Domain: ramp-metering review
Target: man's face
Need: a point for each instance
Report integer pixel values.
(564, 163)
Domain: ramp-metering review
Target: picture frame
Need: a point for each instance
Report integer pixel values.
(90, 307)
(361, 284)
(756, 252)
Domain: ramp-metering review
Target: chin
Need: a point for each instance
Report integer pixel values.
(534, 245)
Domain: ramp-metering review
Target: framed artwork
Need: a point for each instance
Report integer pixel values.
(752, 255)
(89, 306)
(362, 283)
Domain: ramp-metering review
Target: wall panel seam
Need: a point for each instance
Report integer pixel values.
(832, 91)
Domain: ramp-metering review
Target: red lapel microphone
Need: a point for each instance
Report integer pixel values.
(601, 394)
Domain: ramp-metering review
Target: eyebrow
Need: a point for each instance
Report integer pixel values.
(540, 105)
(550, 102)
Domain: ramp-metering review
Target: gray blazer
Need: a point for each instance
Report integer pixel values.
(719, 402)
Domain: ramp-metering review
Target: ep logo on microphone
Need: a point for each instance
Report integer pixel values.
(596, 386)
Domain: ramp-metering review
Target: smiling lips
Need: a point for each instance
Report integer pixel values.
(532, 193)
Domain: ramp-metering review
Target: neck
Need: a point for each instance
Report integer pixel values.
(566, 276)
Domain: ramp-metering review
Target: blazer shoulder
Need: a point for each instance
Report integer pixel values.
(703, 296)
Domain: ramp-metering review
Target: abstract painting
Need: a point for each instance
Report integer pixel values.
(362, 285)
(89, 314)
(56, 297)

--

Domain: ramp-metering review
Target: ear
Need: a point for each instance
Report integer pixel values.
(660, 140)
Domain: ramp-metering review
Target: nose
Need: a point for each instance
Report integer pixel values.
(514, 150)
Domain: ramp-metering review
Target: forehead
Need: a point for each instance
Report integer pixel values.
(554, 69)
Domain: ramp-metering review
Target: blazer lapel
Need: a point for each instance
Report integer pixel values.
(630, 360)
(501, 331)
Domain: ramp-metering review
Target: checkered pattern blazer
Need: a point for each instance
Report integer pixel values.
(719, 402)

* * *

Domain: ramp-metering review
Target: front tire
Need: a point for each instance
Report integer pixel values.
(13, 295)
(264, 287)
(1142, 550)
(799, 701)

YOUR INSTRUCTIONS
Select every line in the records above that contains the word "lapel", with case counting, and copy each one.

RESPONSE TO THIS TASK
Target: red lapel microphone
Target: blazer lapel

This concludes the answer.